Books, as a percentage of time spent, varies quite a bit over the course of a life. I find the more I am engaged with doing something, like work or socializing, the less time I spend reading. And the fifth phase began when I started teaching in Virginia. It wasn’t that I stopped reading, but that I did less of it, and that the books I did read tended more toward histories,  biographies, memoirs and essays. 

I tore through Shelby Foote’s three-volume history of the Civil War; a one-volume selection from Edward Gibbon’s Decline and Fall of the Roman Empire; tons of H.L. Mencken, including all his Prejudices; Solzhenitsyn’s Gulag Archipelago; and as antidote, all the David Sedaris I could find. 

This phase continued through 25 years working for The Arizona Republic, in Phoenix, where I was, among other things, the art critic. I read a lot for work — including background on things I was writing about. 

The relationship with books had changed, but so had my relationship with words altogether. When I was young, I was eager for knowledge and read by the boatload in search of ways to fill my insides. But somewhere along the line the well was full and the words spent less time piling in and more gushing out: I became a professional writer and all that back-pressure of words, information and experience burst out. I wrote like a hose spraying water. I couldn’t fill the buckets fast enough.

INFORMATION SUPPLIED ->
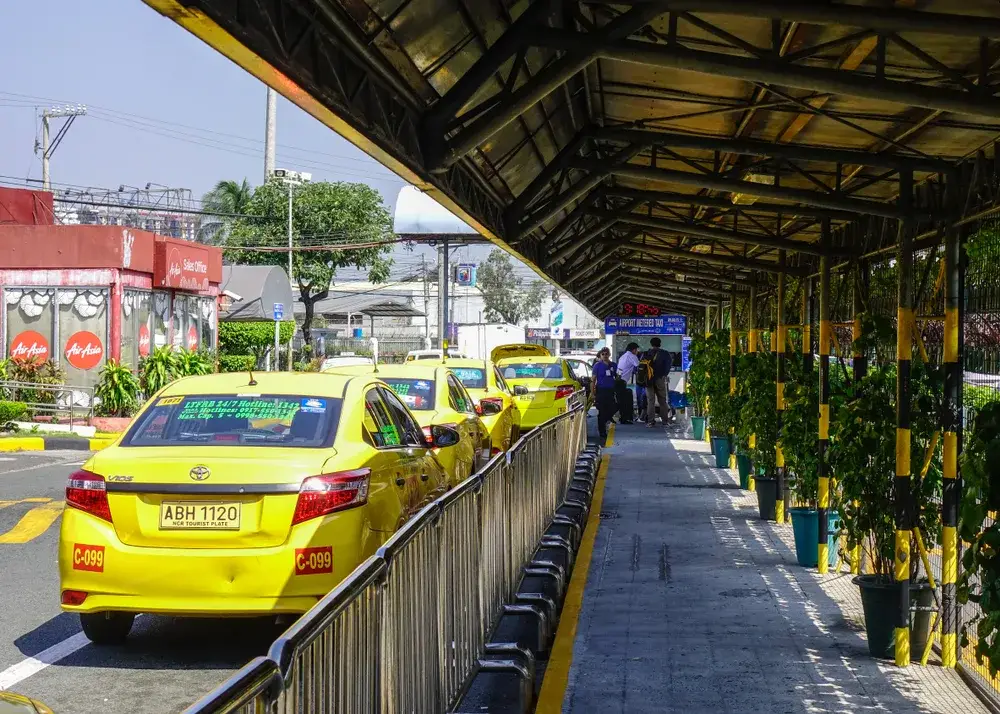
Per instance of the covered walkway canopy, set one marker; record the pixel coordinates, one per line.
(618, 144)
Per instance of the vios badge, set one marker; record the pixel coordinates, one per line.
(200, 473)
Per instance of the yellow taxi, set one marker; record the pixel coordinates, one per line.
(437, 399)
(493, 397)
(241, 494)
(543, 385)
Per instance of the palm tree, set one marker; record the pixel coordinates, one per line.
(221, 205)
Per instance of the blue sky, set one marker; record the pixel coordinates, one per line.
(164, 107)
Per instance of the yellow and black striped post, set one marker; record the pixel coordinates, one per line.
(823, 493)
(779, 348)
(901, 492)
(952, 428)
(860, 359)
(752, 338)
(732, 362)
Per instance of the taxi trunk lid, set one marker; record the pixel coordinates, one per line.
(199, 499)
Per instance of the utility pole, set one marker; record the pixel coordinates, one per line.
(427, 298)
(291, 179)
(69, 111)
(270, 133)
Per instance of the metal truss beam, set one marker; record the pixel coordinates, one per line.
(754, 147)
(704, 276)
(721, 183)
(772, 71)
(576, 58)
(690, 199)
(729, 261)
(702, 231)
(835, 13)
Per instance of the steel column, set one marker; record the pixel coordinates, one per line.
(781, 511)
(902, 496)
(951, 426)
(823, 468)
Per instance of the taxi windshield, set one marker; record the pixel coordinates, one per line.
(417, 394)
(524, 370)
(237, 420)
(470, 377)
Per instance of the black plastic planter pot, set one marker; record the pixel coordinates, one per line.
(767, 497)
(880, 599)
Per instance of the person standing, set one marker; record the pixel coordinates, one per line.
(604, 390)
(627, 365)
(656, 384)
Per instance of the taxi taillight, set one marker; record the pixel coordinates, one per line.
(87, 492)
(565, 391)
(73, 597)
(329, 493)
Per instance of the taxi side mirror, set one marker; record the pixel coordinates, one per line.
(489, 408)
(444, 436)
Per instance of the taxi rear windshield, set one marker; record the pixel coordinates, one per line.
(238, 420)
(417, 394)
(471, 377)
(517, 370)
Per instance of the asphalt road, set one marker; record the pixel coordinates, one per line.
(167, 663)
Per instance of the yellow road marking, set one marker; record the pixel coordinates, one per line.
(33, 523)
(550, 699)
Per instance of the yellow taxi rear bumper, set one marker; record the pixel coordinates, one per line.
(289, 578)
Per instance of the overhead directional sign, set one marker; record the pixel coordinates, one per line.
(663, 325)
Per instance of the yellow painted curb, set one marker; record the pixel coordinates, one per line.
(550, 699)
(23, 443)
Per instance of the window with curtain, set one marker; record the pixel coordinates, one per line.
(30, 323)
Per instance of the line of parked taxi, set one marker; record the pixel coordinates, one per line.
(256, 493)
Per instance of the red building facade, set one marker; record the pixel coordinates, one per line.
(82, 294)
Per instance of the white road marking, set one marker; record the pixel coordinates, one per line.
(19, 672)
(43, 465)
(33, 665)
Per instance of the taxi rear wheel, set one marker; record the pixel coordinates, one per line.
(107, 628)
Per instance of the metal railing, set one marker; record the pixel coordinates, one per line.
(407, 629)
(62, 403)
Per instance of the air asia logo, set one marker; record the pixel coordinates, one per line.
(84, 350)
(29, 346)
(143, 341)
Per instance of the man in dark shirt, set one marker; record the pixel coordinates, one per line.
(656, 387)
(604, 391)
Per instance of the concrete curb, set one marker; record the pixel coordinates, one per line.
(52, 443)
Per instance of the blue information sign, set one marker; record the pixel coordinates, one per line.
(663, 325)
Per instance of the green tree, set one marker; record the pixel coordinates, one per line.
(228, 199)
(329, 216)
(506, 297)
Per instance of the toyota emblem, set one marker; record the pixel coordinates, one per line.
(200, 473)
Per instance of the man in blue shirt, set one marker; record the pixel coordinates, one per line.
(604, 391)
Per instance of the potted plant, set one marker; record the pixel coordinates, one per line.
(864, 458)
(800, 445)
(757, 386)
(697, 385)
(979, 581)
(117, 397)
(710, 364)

==

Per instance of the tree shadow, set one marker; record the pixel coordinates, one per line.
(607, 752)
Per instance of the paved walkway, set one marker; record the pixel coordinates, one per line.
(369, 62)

EXERCISES TO COMPLETE ->
a) Condense the paragraph of the passage about reading that opens with "The relationship with books had changed" into a shorter version that keeps its main facts.
b) Echo the passage about reading word for word, starting at "This phase continued" and ending at "buckets fast enough.".
c) Write what comes next in the passage about reading, picking up after its final sentence.

ANSWERS FOR THE EXERCISE ->
a) Both the writer's relationship with books and with words in general had changed. When young, the writer read huge amounts out of eagerness for knowledge. Later, with that store full, words came out rather than went in: the writer became a professional writer and produced words as fast as a spraying hose.

b)
This phase continued through 25 years working for The Arizona Republic, in Phoenix, where I was, among other things, the art critic. I read a lot for work — including background on things I was writing about. 

The relationship with books had changed, but so had my relationship with words altogether. When I was young, I was eager for knowledge and read by the boatload in search of ways to fill my insides. But somewhere along the line the well was full and the words spent less time piling in and more gushing out: I became a professional writer and all that back-pressure of words, information and experience burst out. I wrote like a hose spraying water. I couldn’t fill the buckets fast enough.

c)
Even on vacations, driving around this country or others, I spent part of every day writing down notes that later turned into stories for the paper. 

So, there were those two major shifts in life: first when I began measuring the books against my life; and second when instead of just adding more words to the pile, all the millions of words dammed up behind my cranium began pouring out. 

Through all of these phases, but increasingly over the years, I found myself re-reading as much as reading. My favorite books I tackled again and again. I cannot number the times I have read Moby Dick or Paradise Lost or James Joyce’s Ulysses — all dived into time after time for pure pleasure. There are others: Thoreau’s Walden; Hemingway’s Sun Also Rises; Gatsby, of course, now that I know what’s going on in it. 

I try to re-read the Iliad once a year, usually with a different translation each time. I sometimes change pace and do the Odyssey. I tried Dante, and can gobble up Inferno any time, but admit I find Purgatorio and Paradiso quite a slog. I’ll stick with Hell, thank you.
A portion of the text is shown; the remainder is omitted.